TO DO:
Reproduce the entries below in full and without error.

Start of STORED DATA

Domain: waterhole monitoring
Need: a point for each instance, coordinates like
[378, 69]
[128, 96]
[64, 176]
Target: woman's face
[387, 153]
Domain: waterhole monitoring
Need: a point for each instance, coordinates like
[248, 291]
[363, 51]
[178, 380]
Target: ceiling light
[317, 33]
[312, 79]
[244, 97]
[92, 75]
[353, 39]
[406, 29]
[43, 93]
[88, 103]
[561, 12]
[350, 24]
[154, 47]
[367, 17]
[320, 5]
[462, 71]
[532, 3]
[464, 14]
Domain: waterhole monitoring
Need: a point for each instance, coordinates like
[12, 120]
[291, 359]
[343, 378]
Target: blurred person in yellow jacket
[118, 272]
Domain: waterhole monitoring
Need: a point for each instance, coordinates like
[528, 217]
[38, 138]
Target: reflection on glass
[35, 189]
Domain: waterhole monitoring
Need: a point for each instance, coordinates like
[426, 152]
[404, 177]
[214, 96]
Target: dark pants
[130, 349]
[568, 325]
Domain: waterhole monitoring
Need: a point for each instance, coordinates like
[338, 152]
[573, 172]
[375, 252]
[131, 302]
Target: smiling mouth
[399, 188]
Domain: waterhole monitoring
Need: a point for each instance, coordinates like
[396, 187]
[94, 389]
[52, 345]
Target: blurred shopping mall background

End of STORED DATA

ANSWER TO THIS PROBLEM:
Domain: waterhole monitoring
Need: a point for each instance, coordinates like
[378, 69]
[128, 96]
[64, 176]
Target: woman's face
[387, 153]
Domain: waterhole monitoring
Need: a point for each instance, coordinates like
[248, 291]
[363, 51]
[178, 380]
Target: ceiling light
[317, 33]
[312, 79]
[244, 97]
[92, 75]
[353, 39]
[406, 29]
[43, 93]
[88, 103]
[561, 12]
[350, 24]
[154, 47]
[367, 17]
[320, 5]
[462, 71]
[532, 3]
[464, 14]
Domain: waterhole monitoring
Need: a point for each instance, coordinates like
[12, 120]
[291, 359]
[343, 378]
Target: blurred person in yellow jacket
[118, 272]
Domain: waterhole monitoring
Need: a point for each instance, coordinates like
[528, 217]
[38, 138]
Target: reflection on glass
[35, 189]
Domain: waterhole monitoring
Need: a point for each instance, coordinates like
[426, 152]
[404, 177]
[214, 96]
Target: dark pants
[130, 349]
[568, 325]
Domain: waterhole monitoring
Need: a point for each instance, coordinates like
[338, 152]
[573, 172]
[375, 252]
[131, 302]
Target: smiling mouth
[399, 188]
Domain: waterhole monitoring
Need: a point for each instance, coordinates like
[396, 187]
[94, 389]
[52, 345]
Target: blurred shopping mall background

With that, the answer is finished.